Copy each line of the entries that contains the word "leaf".
** Opening Extracted records block **
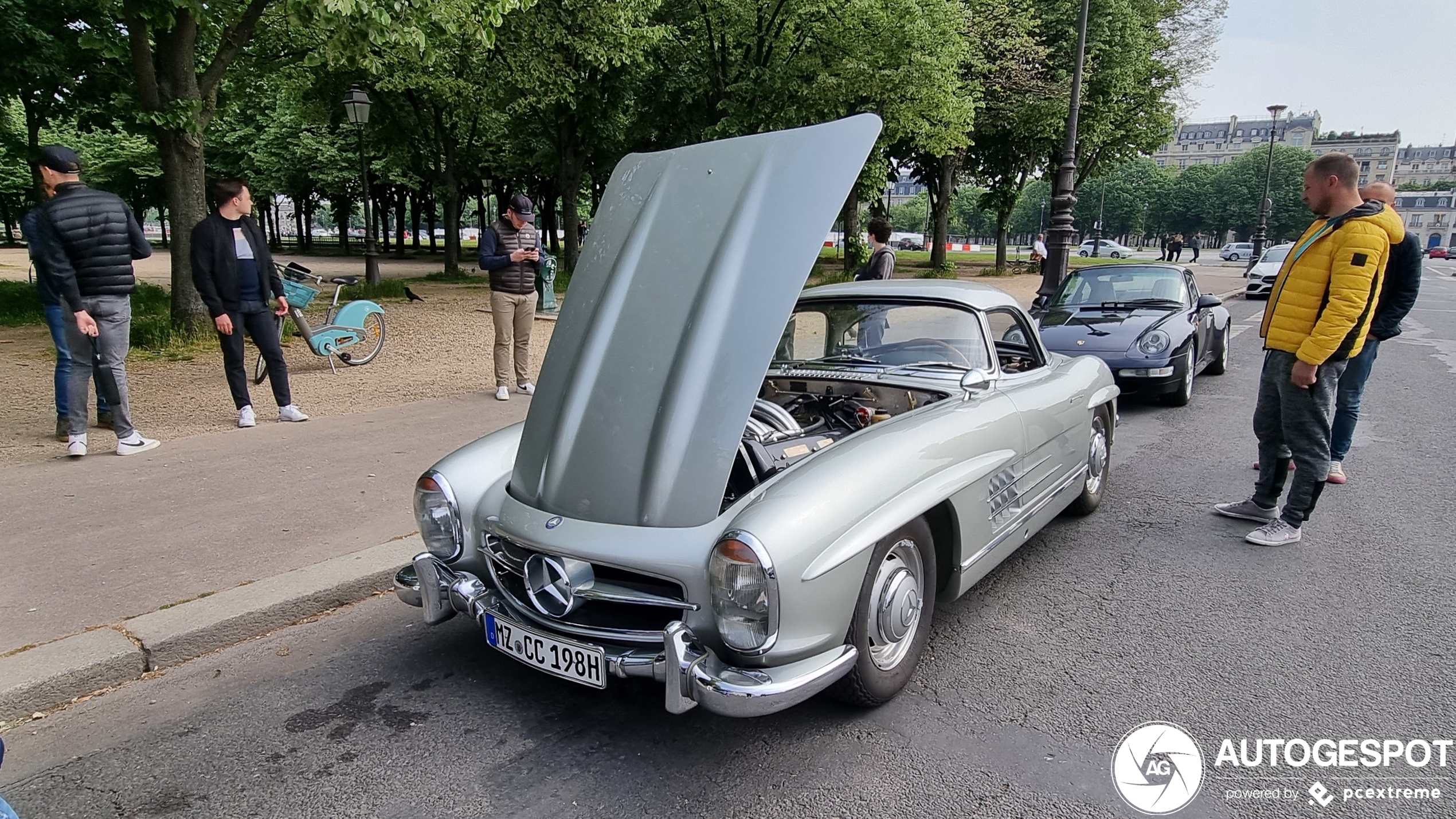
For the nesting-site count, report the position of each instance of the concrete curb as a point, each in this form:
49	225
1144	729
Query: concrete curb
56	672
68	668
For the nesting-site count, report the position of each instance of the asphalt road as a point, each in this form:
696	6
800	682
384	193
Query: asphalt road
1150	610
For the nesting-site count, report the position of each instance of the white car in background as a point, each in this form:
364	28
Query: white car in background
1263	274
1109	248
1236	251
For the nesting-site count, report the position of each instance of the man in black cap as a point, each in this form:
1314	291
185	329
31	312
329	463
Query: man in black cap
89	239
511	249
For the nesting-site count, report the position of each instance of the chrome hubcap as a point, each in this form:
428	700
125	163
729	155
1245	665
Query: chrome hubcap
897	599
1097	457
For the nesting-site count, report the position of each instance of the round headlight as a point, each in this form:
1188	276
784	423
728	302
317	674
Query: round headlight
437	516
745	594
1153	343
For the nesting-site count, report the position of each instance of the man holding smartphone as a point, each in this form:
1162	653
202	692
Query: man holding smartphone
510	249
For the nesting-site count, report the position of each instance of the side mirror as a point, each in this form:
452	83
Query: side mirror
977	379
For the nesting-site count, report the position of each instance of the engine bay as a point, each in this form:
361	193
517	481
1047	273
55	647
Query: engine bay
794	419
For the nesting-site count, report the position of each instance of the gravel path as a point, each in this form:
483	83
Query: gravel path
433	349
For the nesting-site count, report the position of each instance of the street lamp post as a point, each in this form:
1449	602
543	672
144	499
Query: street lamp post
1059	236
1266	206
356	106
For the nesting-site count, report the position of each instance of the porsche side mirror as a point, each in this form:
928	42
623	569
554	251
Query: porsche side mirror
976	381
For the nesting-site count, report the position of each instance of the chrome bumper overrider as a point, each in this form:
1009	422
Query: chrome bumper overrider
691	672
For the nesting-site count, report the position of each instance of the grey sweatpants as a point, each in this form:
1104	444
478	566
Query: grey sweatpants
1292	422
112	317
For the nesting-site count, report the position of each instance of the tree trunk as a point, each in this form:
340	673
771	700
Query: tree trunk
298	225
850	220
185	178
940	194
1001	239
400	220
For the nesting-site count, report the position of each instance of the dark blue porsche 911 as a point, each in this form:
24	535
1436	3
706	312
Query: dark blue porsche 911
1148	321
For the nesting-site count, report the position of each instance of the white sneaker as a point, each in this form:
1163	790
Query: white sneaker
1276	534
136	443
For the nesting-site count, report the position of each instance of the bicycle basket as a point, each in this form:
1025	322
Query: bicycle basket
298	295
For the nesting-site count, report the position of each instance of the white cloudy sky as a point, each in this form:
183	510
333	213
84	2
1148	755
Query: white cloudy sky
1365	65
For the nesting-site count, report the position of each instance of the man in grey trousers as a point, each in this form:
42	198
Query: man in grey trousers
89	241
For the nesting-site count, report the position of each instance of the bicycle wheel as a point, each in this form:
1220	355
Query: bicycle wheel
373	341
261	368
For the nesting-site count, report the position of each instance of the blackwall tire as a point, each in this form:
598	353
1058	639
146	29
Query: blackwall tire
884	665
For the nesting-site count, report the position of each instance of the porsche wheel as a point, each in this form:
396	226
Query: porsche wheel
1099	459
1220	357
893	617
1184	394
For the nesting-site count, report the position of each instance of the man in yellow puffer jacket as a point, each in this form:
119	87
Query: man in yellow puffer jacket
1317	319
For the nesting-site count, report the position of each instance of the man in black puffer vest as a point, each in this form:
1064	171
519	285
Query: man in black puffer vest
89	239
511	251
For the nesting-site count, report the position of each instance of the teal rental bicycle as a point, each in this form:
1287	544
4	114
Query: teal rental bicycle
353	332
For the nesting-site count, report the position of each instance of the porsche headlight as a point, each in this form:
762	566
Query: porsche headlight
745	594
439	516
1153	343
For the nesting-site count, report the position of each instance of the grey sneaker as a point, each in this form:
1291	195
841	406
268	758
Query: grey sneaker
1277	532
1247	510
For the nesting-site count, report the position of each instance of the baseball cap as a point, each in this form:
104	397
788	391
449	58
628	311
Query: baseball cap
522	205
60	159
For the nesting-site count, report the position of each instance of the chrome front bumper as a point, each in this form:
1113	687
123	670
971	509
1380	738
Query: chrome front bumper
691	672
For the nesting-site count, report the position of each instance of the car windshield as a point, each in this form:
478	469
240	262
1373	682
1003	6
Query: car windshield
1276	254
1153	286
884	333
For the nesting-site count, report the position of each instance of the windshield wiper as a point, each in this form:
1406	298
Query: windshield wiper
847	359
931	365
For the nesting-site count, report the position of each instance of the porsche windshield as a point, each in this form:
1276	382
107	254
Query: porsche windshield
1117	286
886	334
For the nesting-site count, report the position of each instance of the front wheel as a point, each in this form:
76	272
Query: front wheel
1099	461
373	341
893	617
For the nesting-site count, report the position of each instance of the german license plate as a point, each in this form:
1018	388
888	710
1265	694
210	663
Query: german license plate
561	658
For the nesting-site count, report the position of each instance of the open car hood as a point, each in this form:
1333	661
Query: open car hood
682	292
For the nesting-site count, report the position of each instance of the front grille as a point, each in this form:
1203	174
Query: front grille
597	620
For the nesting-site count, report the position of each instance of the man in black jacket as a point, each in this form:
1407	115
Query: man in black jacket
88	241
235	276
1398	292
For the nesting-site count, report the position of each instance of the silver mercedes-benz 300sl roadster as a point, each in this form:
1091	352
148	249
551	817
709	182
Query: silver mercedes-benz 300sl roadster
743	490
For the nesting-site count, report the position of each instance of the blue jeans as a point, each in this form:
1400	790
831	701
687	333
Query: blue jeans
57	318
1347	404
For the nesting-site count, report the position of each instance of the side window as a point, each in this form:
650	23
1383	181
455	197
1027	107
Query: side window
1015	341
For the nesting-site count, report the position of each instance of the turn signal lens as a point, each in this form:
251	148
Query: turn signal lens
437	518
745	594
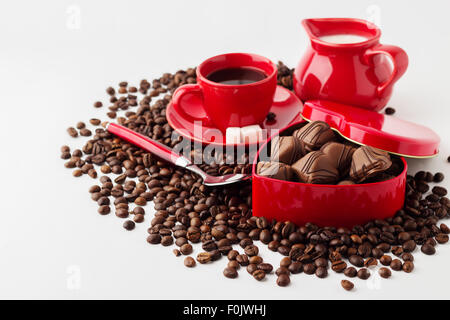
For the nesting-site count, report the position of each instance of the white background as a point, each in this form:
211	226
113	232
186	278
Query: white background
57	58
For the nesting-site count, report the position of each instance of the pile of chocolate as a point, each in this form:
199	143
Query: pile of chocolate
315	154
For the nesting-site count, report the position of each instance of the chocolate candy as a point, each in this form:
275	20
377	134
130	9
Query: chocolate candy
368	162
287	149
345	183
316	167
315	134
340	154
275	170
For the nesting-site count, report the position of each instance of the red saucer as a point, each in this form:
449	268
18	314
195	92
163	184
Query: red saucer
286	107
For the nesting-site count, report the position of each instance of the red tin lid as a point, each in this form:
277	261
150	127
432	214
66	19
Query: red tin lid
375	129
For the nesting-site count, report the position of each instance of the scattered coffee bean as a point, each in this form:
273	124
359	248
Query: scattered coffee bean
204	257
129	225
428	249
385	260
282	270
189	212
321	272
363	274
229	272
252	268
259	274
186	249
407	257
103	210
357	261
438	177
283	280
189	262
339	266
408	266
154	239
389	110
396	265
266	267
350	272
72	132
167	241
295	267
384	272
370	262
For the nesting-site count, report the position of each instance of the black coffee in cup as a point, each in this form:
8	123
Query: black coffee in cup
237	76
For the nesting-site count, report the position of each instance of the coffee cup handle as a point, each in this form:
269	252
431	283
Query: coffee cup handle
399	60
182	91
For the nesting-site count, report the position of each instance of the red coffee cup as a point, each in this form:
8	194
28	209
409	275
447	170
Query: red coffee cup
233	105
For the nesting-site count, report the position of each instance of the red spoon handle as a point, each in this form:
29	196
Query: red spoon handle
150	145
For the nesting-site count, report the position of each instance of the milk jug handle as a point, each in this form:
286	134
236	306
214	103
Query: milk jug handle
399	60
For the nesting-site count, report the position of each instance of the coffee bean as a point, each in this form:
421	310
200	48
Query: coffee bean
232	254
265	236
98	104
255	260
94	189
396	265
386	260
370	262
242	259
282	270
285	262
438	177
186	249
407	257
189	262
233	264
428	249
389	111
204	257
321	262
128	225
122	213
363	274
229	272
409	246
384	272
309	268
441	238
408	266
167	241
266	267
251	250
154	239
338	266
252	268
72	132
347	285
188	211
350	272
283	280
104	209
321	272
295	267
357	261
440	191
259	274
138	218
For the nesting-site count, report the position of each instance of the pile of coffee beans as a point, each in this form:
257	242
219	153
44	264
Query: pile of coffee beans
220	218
** Closing Extracted records block **
** Opening Extracted records block **
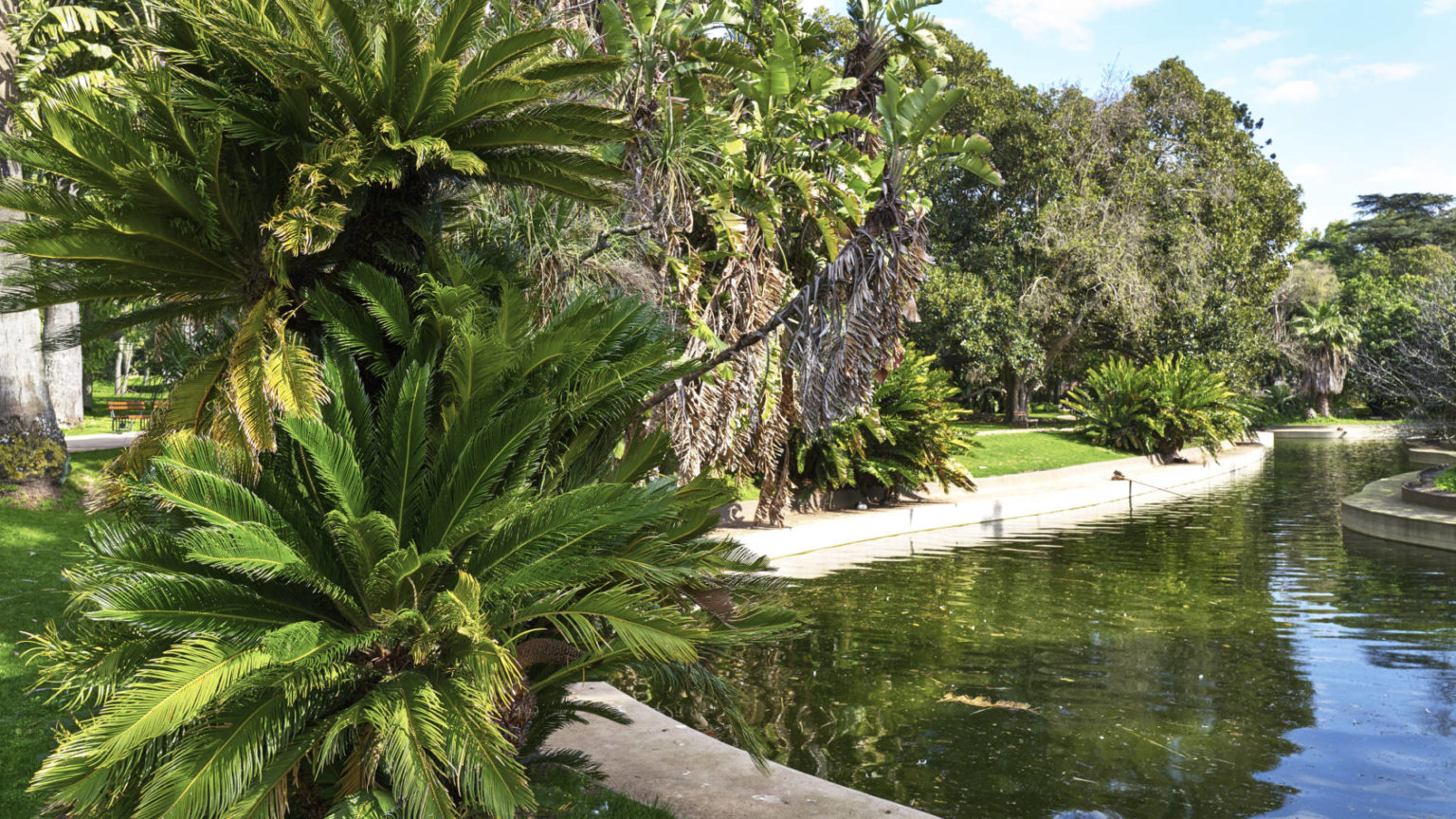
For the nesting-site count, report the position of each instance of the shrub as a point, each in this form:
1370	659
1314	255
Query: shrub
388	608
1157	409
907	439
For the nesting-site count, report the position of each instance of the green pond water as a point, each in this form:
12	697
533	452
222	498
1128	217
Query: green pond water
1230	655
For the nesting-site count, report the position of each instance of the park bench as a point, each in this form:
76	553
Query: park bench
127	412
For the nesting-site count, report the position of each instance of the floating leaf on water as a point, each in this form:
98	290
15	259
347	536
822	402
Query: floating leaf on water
** Closing Extracted records block **
* Solved problem *
For the nesting-site count, report the position of each instance of the floating leaf on water as a point, each in this form:
Query: floating leaf on water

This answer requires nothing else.